▶ WORK ITEM: The response should be a faithful copy of every record, with nothing left out.

▶ AVAILABLE DATA:
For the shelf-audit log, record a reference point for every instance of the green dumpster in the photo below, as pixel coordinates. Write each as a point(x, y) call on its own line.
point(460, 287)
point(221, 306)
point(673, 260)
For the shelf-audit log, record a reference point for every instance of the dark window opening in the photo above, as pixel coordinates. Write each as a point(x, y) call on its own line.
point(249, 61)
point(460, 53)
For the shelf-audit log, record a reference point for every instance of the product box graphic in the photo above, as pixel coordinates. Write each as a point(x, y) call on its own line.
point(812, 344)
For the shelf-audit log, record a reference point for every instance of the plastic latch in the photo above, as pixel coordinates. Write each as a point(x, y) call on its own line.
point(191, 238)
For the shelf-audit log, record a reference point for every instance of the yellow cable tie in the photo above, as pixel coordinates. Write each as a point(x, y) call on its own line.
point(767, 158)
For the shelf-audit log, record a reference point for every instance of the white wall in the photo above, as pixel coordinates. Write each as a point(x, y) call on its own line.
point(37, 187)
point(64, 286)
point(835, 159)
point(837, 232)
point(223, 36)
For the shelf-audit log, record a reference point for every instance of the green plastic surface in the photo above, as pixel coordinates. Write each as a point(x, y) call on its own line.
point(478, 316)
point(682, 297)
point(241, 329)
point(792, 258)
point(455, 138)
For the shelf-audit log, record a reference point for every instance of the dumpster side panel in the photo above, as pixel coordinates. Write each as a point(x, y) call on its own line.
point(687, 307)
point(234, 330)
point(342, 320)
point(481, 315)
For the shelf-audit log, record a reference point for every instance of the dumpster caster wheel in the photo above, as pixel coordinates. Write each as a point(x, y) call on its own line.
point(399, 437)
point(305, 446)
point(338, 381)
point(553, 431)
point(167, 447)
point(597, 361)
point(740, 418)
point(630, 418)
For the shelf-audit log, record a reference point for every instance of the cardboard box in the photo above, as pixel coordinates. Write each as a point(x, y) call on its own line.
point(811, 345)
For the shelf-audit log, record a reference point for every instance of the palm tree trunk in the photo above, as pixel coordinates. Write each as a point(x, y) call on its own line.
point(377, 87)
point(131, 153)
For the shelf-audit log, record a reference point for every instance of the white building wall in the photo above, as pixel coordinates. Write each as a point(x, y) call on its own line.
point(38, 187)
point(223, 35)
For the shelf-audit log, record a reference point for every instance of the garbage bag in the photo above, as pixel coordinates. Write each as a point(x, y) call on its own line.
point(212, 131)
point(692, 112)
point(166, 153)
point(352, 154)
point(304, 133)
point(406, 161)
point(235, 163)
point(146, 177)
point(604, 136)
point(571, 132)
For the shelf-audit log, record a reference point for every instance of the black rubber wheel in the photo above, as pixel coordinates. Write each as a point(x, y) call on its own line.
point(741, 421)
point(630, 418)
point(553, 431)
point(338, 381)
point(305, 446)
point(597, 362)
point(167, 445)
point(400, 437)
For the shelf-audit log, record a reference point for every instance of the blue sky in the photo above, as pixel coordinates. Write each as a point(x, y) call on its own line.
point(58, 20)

▶ RESPONSE:
For the shelf-audit log, record a reference point for every instance of the green dumpster in the photo below, as pixel coordinates. Write each as a point(x, y) call on its own line.
point(460, 287)
point(221, 306)
point(673, 260)
For the shelf-audit log, record a reference point for every instance of the dark window opening in the photo above, as pixel coordinates. Write each as a point(x, y) call on its own line.
point(249, 61)
point(460, 53)
For the shelf-audit log, record a reference point for every instance of the product box graphic in the photo above, as pixel coordinates. Write each as a point(x, y) call on its own line.
point(812, 344)
For the shelf-audit log, record a reference point for every instance of the plastic latch in the photo above, as pixel coordinates. Write each as a point(x, y) call on its own line.
point(191, 238)
For the shelf-audit log, record a reference point for every instance of the yellow cable tie in the photo above, as pixel coordinates. Write each as a point(x, y) call on its own line.
point(767, 158)
For the shelf-audit log, record a reference point for every instance of the white wall in the photo above, as pixel coordinates. Write each as a point(x, y) call on its own line.
point(37, 187)
point(64, 286)
point(835, 159)
point(837, 232)
point(223, 36)
For the shelf-audit log, record a reference point for every instance of the green plastic surface in the photo above, as pixel coordinates. Write each as a point(x, y) call on its own line.
point(478, 316)
point(682, 297)
point(241, 329)
point(792, 258)
point(455, 138)
For the shelf-audit log, record a reference point for every instance of the dumpster side panel in the photo above, as pixel coordinates. Write each as a point(x, y) call on its own line.
point(687, 307)
point(234, 330)
point(342, 320)
point(481, 315)
For the shelf-audit log, record a reference point for every instance of the dumpster caster wheel in the photo above, as pixel coordinates. Write each as a point(x, y) call on its own line.
point(399, 437)
point(305, 446)
point(338, 381)
point(553, 431)
point(167, 447)
point(597, 361)
point(740, 418)
point(630, 418)
For the shelf-audit log, record a reference point for every instance of the cardboard box in the photo above, as pixel coordinates. Write each as a point(x, y) call on its own line.
point(811, 345)
For the shelf-audit log, record a reference point for every instance of the palm tree trunk in the photo above, as pixel coordinates. Write each as a point(x, y) call on its own line.
point(377, 87)
point(131, 153)
For the shelf-audit log, record a reference point for every instance of the white building wall in the photo above, as pixel coordinates. Write each as a point(x, y) call on its own line.
point(38, 187)
point(223, 35)
For the shelf-audit log, record a reference point for every instance of the garbage bag in the photo above, as pixel coordinates. Write each as a point(x, y) call on its own line.
point(212, 131)
point(692, 112)
point(166, 153)
point(352, 154)
point(304, 133)
point(406, 161)
point(235, 163)
point(146, 177)
point(604, 136)
point(571, 132)
For the shelf-audit log, record a reference point for every instance of the black rubber wheel in the photo above, as pixel coordinates. Write each as a point(x, y) call on its own line.
point(741, 421)
point(630, 418)
point(553, 431)
point(338, 381)
point(305, 446)
point(597, 362)
point(167, 445)
point(400, 437)
For the shelf-audit log, record a reference point for every instance of the blue sky in the photo above, as pixel coordinates. Write each as a point(x, y) call on its own line.
point(58, 20)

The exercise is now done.